*** Opening of EXTRACTED DATA ***

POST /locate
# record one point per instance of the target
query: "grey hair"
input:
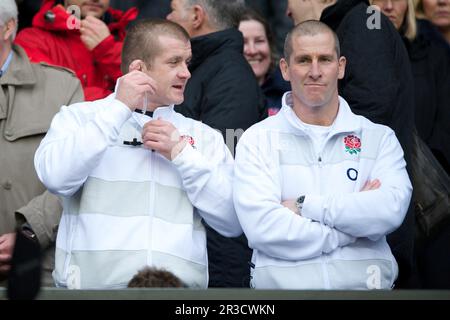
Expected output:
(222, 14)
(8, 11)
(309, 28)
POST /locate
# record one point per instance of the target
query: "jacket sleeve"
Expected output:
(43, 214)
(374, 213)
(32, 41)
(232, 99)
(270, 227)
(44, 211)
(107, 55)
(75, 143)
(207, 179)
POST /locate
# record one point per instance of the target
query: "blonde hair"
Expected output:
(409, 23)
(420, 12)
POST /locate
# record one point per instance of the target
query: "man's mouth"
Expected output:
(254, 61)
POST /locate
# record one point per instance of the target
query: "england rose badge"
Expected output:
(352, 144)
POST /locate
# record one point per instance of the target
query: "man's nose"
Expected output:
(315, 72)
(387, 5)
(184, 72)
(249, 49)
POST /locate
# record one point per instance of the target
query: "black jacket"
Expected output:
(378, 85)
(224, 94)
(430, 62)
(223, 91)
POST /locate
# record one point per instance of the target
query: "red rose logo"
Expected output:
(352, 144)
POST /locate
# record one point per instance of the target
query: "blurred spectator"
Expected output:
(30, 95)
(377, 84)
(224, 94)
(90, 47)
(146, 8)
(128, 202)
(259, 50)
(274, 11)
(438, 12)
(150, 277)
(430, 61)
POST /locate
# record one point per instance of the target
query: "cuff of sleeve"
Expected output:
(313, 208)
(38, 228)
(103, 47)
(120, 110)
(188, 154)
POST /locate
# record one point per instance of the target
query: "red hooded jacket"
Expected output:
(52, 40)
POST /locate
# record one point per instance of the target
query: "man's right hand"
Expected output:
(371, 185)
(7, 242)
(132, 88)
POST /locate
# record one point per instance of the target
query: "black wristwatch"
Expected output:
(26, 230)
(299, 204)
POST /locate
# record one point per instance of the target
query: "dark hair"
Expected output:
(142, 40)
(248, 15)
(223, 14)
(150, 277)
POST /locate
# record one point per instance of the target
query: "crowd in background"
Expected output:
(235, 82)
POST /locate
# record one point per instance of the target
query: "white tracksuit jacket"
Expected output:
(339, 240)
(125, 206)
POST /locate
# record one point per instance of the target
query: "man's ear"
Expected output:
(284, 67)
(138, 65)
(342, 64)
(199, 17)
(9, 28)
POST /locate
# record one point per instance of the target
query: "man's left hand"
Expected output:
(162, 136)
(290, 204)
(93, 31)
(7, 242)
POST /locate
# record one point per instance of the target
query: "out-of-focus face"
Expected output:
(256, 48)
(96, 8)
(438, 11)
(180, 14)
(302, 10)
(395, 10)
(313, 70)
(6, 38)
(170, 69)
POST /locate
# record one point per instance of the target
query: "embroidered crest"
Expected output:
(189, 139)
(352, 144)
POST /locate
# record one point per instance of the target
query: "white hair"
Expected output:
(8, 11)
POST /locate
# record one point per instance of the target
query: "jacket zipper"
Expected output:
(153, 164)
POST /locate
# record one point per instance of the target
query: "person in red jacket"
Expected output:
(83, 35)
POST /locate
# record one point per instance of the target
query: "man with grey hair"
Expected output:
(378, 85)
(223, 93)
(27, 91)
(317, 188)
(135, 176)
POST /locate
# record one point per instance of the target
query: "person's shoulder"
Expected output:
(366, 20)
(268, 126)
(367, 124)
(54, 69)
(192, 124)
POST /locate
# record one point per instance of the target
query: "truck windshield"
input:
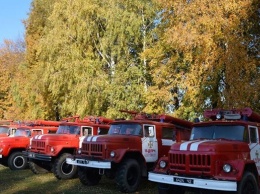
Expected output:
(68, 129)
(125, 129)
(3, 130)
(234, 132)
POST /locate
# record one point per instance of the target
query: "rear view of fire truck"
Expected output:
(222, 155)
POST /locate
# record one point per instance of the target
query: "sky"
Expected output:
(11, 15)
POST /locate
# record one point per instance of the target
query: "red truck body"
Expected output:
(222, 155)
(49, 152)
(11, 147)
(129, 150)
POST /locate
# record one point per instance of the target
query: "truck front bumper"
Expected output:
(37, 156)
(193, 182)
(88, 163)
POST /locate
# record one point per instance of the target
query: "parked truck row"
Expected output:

*** Close of EXTRACTED DATA ***
*** Opening of EXTRACTED DATA ***

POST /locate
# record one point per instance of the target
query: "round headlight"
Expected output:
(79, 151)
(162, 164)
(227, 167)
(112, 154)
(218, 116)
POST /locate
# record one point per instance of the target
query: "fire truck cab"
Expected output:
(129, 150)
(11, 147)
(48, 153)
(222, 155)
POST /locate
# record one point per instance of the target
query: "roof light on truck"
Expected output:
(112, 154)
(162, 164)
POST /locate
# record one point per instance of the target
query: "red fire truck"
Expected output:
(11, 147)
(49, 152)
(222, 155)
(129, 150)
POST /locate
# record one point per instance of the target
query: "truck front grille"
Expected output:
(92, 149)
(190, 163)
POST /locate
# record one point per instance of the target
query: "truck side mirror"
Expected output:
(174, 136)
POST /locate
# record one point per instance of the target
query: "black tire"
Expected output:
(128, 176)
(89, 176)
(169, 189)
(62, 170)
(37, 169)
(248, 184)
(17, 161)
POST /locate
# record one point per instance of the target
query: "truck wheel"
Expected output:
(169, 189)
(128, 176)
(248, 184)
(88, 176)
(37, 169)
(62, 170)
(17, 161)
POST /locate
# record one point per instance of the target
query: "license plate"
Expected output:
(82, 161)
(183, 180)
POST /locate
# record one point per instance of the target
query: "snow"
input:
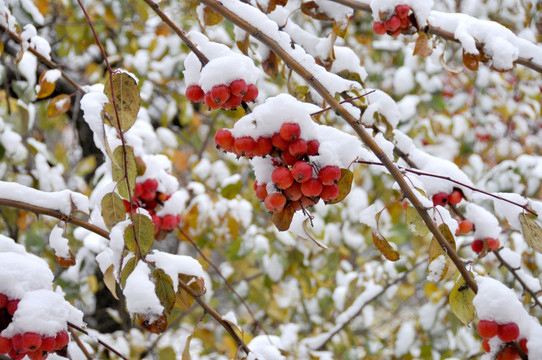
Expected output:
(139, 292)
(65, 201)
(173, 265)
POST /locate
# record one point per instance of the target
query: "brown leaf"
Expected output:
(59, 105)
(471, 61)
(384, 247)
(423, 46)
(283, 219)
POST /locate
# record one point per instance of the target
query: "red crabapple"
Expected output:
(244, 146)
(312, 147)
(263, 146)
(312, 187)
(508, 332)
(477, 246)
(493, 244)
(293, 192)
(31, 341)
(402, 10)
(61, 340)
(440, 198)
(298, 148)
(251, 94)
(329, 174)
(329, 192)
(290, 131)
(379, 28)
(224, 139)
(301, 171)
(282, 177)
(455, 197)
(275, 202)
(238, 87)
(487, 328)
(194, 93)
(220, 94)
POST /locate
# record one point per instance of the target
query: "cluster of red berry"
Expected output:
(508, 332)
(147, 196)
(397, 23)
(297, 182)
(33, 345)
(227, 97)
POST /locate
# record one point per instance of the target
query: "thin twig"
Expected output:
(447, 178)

*** Close of EXTRACTED DATA ***

WHAT TO PRODUCE - From the entries, report every line in which the string "rose" occurs.

SOLUTION TO THE EXERCISE -
query: "england rose badge"
query: "red rose logo"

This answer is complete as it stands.